Stated goal 1 | Select and copy every line of the rows below that contains the string "sneaker". Case counts.

Given passage |
=-=-=-=-=

Thursday, October 21, 2010

Some naive observations about James.

I'm not a James scholar. I'm a sinner, a wicked, feckless, depraved, evil person. I do not have wisdom from God. There's my prolegomena to this discussion.

I'm wondering why no one really reads the infamous justification passage in James in consequence, or possibly with the consequences of the passage directly behind it? In 2:1-13, specifically verses eight through thirteen, James gives us one of the most brilliant expositions of the nature of God's Law. First, and this is what the modern quasi-Pelagians love to fixate on, the Law of God is in effect for the Christian community. It is the royal law of liberty whose summative and binding principle is the flawless love of ones neighbor (2:8). Those who do not keep this principle in the Christian community are evildoers (2:9). But the very next statement is of particular interest for us here: For whoever keeps the whole law and yet stumbles at just one point is guilty of breaking all of it (2:10). Did you hear that? Stumbling at just one point does not mean for James (and in this case God) stumbling at just one point.....the nature of the law and its concrete demand is that one mere, trifling stumble means the whole of it is broken. The whole of it. Or in the words of James,' For he who said "Do not commit adultery" also said," Do not murder." If you do not commit adultery but do commit murder, you have become a lawbreaker.' Hear that? It is a strong either/or. It is God's All or Nothing. Insomuch as you stumble at any point of the Liberating Law which is certainly in effect and binding on all Christians, you have become a worthless lawbreaker in the eyes of God. He will not praise you because on Tuesday you had emotion A which prompted you to perform charity B to homeless person C. Why not? Because the day before you slandered, and the day before that you failed to obey your parents in every matter, and the day before that you failed to make the most of every opportunity afforded to you by the gracious God. These other points of stumbling have rendered your service of charity on Tuesday entirely worthless before God (guilty of breaking all of it).

Taking these words seriously, read through the passage on justification. Do you honestly believe that James is now suddenly reversing all of his thoughts, contradicting everything he just said? Do you now believe God has changed his mind and said," Hmf, I know I just said that I would judge the Christian's actions and speech based on my Law, and I know that I expressly declared that if he stumbles at any point of my commandments I will hold him as being a complete lawbreaker.....but man, that one deed he did really completes his faith. It really pleases me. I'm going to call this fella righteous by what he has done (cf. Jas 2:24)." No!

=-=-=-=-=

Object position labeling entries |

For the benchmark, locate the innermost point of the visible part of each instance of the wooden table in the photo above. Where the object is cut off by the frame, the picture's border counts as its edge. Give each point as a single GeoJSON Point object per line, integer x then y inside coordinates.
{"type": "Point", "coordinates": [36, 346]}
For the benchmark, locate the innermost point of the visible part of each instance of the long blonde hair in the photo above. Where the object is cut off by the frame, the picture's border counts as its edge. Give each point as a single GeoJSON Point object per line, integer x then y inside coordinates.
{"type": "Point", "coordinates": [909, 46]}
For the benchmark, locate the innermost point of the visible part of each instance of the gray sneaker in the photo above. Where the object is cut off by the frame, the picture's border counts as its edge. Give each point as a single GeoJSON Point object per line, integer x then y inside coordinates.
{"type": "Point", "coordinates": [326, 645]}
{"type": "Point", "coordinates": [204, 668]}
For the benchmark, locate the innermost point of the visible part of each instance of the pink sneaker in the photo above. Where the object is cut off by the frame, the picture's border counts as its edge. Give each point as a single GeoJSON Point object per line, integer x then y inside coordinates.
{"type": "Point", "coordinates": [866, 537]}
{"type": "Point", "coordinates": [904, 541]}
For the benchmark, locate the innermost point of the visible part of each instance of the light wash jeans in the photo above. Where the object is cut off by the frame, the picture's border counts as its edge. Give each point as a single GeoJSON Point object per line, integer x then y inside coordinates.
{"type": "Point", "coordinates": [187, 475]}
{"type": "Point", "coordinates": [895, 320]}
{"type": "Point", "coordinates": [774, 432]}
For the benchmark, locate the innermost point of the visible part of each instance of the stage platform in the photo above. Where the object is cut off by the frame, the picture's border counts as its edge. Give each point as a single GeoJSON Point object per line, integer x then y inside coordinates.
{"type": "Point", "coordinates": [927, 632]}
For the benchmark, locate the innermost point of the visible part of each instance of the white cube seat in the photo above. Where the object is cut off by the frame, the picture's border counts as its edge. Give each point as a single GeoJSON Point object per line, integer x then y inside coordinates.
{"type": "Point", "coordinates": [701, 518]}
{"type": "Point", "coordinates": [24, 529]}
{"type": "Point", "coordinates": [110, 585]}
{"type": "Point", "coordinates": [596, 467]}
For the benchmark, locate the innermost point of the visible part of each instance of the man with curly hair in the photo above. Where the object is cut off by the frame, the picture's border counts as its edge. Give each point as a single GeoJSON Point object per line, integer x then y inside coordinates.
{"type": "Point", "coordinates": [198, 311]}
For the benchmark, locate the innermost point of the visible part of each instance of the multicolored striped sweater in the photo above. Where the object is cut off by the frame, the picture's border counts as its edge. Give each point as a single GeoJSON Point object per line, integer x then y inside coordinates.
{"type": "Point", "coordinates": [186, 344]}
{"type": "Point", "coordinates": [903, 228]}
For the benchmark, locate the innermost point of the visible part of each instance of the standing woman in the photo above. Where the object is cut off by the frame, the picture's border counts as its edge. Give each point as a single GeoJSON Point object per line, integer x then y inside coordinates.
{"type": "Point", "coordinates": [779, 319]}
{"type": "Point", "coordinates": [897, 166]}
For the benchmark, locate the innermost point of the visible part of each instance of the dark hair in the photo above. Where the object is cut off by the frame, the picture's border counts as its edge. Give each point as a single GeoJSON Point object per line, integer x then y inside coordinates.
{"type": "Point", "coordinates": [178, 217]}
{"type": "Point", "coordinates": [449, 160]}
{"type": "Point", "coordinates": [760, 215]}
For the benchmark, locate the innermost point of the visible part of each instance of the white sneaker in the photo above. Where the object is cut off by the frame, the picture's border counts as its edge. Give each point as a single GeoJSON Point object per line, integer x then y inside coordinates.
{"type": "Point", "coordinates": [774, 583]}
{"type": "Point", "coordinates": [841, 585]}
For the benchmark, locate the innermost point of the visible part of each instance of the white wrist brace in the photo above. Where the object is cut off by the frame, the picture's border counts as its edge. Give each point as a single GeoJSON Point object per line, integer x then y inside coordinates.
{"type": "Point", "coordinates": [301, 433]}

=-=-=-=-=

Stated goal 2 | Return, without any changes, the part of the post on James above that opens with the words "Some naive observations" and closes with "to this discussion.".

Full response 1 |
For the benchmark, locate the innermost point of the visible part of each instance of the gray sneaker in the photo above. Where the object is cut off by the frame, the picture's border counts as its edge. Give each point as a single GeoJSON Point object per line, integer x then y inside coordinates.
For the benchmark, locate the innermost point of the visible part of each instance of the pink sneaker in the photo above. Where the object is cut off by the frame, the picture's border counts as its edge. Give each point as a single GeoJSON Point object per line, integer x then y inside coordinates.
For the benchmark, locate the innermost point of the visible part of each instance of the white sneaker in the photo above. Where the object is cut off by the frame, the picture's border counts as its edge. Give each point as a single GeoJSON Point object per line, integer x then y inside coordinates.

Full response 2 |
Some naive observations about James.

I'm not a James scholar. I'm a sinner, a wicked, feckless, depraved, evil person. I do not have wisdom from God. There's my prolegomena to this discussion.